INPUT MATERIAL:
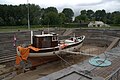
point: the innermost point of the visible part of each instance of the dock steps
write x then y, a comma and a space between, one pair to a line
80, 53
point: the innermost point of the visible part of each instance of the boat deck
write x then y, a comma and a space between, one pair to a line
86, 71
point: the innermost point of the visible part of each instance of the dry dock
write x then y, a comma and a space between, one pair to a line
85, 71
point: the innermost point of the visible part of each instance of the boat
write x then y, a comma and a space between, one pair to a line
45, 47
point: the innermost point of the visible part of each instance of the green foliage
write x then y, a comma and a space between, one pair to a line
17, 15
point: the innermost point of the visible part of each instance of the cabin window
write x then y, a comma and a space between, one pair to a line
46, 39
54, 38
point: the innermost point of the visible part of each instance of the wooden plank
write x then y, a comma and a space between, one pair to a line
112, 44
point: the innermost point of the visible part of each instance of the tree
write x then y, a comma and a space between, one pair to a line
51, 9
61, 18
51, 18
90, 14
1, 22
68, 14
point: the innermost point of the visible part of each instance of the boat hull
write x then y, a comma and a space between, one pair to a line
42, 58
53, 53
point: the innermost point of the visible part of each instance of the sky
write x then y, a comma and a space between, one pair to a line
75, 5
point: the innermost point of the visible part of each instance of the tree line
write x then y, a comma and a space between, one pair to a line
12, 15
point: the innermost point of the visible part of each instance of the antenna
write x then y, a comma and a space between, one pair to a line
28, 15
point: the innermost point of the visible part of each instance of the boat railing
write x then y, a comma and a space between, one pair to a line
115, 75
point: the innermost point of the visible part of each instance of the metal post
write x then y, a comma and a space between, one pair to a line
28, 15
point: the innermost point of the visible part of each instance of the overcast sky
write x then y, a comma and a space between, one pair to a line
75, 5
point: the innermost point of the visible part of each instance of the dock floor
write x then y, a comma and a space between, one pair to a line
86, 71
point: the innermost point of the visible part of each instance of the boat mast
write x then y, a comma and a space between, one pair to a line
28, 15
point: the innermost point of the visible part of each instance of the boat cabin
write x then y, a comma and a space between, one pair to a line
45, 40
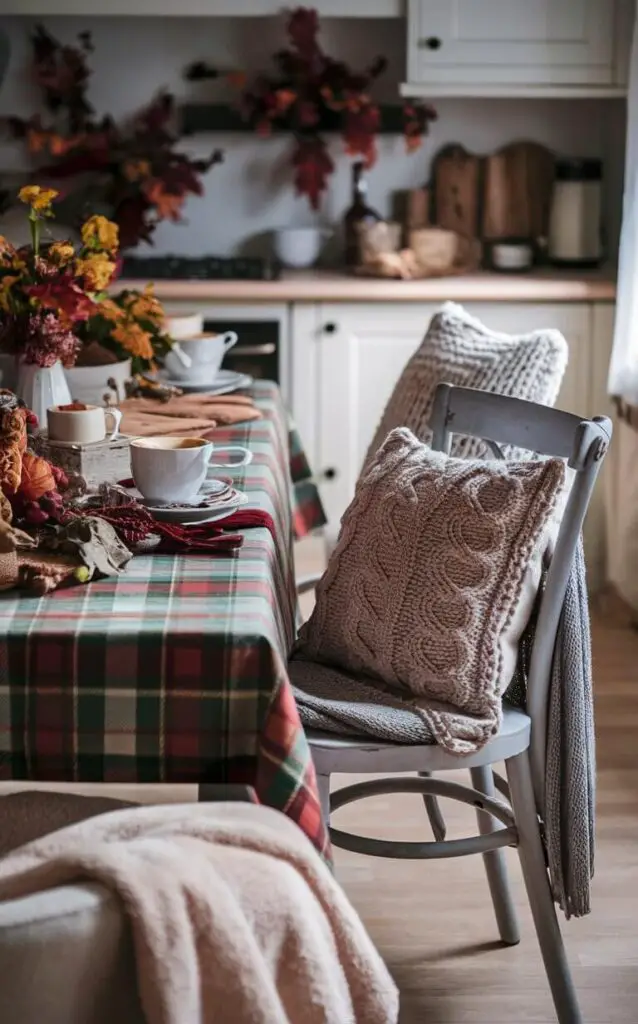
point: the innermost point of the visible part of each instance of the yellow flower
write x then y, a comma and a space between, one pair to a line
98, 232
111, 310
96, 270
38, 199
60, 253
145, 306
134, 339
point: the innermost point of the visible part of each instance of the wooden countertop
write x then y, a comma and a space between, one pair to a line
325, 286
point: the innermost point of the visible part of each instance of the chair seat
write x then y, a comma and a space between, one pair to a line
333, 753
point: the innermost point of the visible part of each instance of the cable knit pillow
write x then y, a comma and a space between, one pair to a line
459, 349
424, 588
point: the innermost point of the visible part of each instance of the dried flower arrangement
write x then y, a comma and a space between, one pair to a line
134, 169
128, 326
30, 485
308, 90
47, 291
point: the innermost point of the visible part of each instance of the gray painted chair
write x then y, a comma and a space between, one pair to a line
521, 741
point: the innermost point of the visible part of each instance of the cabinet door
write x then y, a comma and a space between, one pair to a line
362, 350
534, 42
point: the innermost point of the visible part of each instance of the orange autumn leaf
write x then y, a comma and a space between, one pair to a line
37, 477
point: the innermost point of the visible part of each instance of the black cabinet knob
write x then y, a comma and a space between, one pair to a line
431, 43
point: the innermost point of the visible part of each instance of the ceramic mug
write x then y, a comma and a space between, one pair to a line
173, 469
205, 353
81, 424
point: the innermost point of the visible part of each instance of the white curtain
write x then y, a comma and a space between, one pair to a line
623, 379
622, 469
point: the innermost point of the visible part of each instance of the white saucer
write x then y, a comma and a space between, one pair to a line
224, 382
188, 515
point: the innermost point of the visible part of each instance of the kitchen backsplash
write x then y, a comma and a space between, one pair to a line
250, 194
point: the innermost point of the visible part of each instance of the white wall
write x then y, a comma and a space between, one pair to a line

TASK DIRECTIONS: Exactly as written, return every line of the listing, but not the pictures.

RESPONSE TO THE EXERCISE:
point: the innermost point of the visible part of each instance of the dock steps
write x then y, a comma and a space between, one pair to a line
80, 53
point: the innermost point of the visible part of each instance of the boat deck
write x then y, a comma and a space between, one pair to a line
86, 71
point: the innermost point of the visible part of each instance of the dry dock
write x then y, a comma and a space between, one pair to a line
85, 71
point: the innermost point of the visible part of each instance of the boat
write x then y, a comma and a space between, one pair to a line
45, 47
point: the innermost point of the visible part of each instance of the green foliage
write x then y, a comma and a space between, one pair to a line
17, 15
point: the innermost point of the visible part of each instance of the cabin window
write x then y, a comma and a space between, one pair to a line
46, 39
54, 38
point: the innermost point of the visible part of each instance of the wooden plank
write x then y, a comma and a space between, one pair to a line
112, 44
point: the innermost point of the visible part of each instance of the tree
write x then y, a comma and a space between, one pair to a line
51, 9
61, 18
51, 18
90, 14
1, 22
68, 14
point: the innermost point of the visible part of each instance of the boat hull
write x then y, a comma and a space between, one pair to a line
42, 58
53, 53
point: the innermost point of the visible part of each instance of the sky
write x then y, a comma and a space between, one pair to a line
75, 5
point: the innermost point of the visible part of each instance of the tree line
write x then y, a comma and a space between, one pair to a line
12, 15
point: the innermost point of the visible part of each instance of the antenna
write x then y, a comma and a space between, one pair to a line
28, 15
point: the innermost point of the visible part of each instance of the boat railing
write x then y, a comma and a space between, one pair to a line
115, 75
point: the innermost point of the visible part of each instance of the metal post
write x then y, a comma and a space between, one pair to a line
28, 15
point: the innermost point of the visible part of each instance of the overcast sky
write x then y, a comma and a space between, one pair to a line
75, 5
point: the innermost point of the visible part of each instance of the dock floor
write x then y, a comma and a space between, one pair to a line
86, 71
point: the innermost point of the visible part of each instance of the boat mast
write x then y, a comma and a space between, one pair to a line
28, 15
point: the innermost point of the visible part of each instance of the boat cabin
write x then y, a comma and a space between, one pair to a line
45, 40
point: the innermost point of the visible part of each instance of the yellow flower
write x then y, a comma and a space between, one pair to a line
98, 232
111, 310
96, 270
38, 199
60, 253
145, 306
134, 339
point: the innermost point of the visible part of each instance of the wooden countertop
write x then y, a comma and a space between, one pair to a line
325, 286
point: the innermost point of the visible part of each instance of the chair seat
write x then y, a comma and a space between, one pair to a line
333, 753
point: the innermost point of the visible part of each instance of the cable knit pillow
write x then y, a comma and a space between, one pair to a line
459, 349
424, 588
point: the innermost point of the visible part of each instance of the dried flower arrangement
write x then y, a comma and a space between, one pair to a line
134, 169
128, 326
30, 485
308, 90
47, 291
point: the innermost point of the visible part of each instance of the gray painted chair
write x then y, a comma and a space between, one pair to a line
521, 741
point: the innermost point of the visible part of each instance of the cabinet door
write x then y, a comma and a space between, one pair to a line
362, 350
534, 42
point: the innermost point of the visible part of each instance of the orange autumn leaf
write x then y, a comma and a space between, one pair to a line
37, 477
point: the innermost point of the visible part of each instance of the black cabinet knob
write x then y, a comma and a space between, one pair to a line
431, 43
point: the innermost point of the visible part of each instance of the ceramic mug
write x then y, a comma and a space between, one pair to a line
173, 469
205, 353
81, 424
point: the innermost point of the visible part of each instance of the white curtain
write x then y, a comma and a space between, one pair to a line
623, 379
622, 469
point: the innermost point of the visible part of each instance of the white saucer
write x then y, a comma and a space between, one pair to a line
224, 382
188, 515
point: the innermost point of the visible part of each instance of the kitchen backsplash
write x then y, a comma and a space between, one pair to a line
250, 194
point: the innermost point of the visible part of each instance of the white wall
write x then y, a comma and a space between, one pair to a line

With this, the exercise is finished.